Esercizio assegnato: Ripeti esattamente le righe dei record dalla riga che contiene "Above is a UI screenshot. Highlight the train roof" fino alla fine dei record, estremi inclusi.

Materiale fornito:
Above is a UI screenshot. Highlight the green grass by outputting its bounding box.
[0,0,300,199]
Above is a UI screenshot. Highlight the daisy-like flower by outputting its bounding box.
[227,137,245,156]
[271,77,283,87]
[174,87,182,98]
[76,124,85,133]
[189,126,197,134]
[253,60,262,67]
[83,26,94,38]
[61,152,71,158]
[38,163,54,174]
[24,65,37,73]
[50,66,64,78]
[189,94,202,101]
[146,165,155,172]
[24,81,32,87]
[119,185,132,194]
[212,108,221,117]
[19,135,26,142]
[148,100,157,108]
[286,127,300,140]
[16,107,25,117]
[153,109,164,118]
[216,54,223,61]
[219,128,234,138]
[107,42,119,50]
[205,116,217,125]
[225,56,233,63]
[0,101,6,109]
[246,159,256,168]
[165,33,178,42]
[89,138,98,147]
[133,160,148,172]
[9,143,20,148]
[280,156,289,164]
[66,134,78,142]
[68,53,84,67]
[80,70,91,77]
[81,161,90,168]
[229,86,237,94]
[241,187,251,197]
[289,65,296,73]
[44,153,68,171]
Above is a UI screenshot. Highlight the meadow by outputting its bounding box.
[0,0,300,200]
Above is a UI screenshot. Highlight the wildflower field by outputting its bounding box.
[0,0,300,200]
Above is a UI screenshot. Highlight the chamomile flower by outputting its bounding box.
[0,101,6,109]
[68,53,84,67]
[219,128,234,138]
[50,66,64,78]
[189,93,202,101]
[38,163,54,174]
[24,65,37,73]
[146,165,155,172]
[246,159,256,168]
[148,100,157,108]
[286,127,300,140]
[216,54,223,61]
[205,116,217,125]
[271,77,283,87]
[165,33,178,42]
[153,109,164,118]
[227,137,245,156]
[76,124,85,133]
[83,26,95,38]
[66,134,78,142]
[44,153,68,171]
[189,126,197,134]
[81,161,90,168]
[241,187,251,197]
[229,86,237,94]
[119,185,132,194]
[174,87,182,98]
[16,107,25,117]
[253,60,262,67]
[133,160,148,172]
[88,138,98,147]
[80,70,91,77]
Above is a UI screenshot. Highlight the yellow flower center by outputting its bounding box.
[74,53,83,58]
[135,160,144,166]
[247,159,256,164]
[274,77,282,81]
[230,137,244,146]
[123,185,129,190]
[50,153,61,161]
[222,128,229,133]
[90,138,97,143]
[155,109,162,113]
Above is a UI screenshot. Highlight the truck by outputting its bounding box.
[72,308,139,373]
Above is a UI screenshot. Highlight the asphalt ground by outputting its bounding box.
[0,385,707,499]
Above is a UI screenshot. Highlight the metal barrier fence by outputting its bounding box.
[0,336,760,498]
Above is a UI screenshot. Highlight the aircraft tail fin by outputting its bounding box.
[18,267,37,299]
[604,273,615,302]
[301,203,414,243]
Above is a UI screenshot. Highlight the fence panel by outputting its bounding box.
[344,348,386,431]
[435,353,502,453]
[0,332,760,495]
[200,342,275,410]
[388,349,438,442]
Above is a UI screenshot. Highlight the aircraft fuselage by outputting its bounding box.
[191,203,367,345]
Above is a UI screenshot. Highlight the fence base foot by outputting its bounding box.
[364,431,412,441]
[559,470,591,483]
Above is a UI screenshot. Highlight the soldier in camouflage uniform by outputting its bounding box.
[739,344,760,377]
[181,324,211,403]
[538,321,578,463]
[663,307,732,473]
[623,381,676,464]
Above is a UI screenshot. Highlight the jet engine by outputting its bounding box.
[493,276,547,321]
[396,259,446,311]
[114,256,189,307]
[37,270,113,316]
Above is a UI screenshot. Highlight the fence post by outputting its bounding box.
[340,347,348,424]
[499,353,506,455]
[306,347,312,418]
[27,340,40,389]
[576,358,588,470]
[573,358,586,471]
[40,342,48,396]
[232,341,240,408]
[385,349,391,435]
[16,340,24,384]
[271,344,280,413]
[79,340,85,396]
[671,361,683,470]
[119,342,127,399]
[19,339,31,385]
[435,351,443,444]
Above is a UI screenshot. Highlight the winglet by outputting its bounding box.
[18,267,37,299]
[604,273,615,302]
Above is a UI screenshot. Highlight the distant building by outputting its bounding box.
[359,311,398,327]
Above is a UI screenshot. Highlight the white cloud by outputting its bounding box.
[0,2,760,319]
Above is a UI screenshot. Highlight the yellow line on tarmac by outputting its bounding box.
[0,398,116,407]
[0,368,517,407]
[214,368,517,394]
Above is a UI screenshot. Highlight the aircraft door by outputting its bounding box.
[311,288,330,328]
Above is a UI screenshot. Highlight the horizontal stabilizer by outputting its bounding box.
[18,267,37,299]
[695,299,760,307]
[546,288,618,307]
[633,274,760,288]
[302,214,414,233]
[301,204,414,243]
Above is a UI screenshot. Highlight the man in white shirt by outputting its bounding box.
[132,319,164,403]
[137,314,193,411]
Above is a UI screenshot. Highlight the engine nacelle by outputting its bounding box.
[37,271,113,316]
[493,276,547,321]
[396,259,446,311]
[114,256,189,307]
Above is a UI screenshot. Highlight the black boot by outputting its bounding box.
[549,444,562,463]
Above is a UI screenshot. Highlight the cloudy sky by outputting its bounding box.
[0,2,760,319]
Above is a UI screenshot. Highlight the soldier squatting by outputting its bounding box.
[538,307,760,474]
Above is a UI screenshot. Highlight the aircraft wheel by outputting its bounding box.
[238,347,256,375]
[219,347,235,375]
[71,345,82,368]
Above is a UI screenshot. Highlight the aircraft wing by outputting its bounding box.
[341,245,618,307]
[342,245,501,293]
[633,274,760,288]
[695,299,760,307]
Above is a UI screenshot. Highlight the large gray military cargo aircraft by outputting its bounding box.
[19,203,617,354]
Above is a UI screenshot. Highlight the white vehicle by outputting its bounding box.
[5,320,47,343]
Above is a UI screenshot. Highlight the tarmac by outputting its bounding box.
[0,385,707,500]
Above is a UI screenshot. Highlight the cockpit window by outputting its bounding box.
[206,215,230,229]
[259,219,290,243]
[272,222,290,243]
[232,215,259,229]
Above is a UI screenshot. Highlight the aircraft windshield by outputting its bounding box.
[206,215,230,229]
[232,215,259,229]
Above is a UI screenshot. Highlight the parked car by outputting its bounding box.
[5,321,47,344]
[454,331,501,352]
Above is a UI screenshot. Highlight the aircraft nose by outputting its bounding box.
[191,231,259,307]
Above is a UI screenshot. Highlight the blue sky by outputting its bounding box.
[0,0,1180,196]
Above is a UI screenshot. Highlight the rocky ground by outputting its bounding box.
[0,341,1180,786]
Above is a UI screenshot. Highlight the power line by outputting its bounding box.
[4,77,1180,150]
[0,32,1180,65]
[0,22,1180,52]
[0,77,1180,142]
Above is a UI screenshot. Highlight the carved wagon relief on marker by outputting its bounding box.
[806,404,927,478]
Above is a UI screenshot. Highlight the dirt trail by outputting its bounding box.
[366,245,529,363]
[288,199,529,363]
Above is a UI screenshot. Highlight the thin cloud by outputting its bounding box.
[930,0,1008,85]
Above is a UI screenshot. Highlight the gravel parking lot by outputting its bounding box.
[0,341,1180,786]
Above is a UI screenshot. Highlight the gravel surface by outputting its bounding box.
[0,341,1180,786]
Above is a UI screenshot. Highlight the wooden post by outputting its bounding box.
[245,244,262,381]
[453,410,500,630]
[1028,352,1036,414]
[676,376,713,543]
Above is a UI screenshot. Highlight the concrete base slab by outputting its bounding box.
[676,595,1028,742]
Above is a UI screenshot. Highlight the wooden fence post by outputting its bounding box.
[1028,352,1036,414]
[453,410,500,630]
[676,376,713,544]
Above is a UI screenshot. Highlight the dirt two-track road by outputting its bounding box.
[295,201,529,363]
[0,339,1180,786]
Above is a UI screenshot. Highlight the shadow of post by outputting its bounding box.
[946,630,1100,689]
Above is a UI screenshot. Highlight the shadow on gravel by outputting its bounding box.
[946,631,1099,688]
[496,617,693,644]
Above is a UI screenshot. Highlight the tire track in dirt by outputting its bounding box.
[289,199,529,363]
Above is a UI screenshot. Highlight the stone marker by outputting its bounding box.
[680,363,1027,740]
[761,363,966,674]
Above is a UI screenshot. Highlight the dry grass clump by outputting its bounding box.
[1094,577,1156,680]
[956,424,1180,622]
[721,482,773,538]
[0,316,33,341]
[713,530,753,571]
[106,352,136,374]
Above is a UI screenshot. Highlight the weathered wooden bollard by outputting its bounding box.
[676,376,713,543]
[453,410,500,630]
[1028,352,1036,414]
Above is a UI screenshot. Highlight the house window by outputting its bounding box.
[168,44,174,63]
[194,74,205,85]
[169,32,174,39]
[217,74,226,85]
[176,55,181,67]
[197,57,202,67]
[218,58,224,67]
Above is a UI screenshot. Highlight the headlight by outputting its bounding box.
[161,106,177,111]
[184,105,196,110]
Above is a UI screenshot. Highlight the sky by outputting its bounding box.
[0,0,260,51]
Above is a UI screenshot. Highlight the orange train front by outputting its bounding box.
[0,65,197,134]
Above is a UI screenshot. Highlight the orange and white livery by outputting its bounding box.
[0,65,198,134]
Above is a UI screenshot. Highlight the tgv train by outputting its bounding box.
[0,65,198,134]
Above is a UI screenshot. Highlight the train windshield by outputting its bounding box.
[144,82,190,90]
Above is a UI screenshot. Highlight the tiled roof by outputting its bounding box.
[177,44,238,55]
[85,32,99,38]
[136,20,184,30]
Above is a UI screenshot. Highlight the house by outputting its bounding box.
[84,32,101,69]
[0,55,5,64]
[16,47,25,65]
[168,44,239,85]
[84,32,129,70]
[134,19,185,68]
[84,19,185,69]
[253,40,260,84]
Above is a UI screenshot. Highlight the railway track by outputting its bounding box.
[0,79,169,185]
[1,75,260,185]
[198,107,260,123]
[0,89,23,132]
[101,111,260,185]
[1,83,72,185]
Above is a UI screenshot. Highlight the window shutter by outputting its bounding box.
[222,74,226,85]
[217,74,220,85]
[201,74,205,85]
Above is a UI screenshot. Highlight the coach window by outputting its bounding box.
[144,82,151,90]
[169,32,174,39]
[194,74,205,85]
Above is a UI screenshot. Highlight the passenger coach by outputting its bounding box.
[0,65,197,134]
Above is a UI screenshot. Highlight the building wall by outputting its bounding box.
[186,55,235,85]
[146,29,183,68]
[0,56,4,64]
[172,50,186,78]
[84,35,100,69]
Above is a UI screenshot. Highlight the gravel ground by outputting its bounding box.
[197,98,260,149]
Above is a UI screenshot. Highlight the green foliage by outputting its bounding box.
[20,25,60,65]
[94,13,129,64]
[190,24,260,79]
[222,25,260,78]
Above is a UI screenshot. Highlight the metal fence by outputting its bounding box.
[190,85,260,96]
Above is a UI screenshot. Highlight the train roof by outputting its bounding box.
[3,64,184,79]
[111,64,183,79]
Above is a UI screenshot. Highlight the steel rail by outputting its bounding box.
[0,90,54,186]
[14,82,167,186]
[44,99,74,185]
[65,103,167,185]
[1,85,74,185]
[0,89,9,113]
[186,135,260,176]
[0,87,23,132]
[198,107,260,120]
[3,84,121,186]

Soluzione esercizio:
Above is a UI screenshot. Highlight the train roof by outputting its bounding box.
[3,64,184,79]
[111,64,183,79]
Above is a UI screenshot. Highlight the steel rail by outputting its bounding box.
[0,90,54,186]
[14,82,167,186]
[44,99,74,185]
[65,103,167,185]
[1,85,74,185]
[0,89,9,113]
[186,135,260,176]
[0,87,23,132]
[198,107,260,120]
[3,84,121,186]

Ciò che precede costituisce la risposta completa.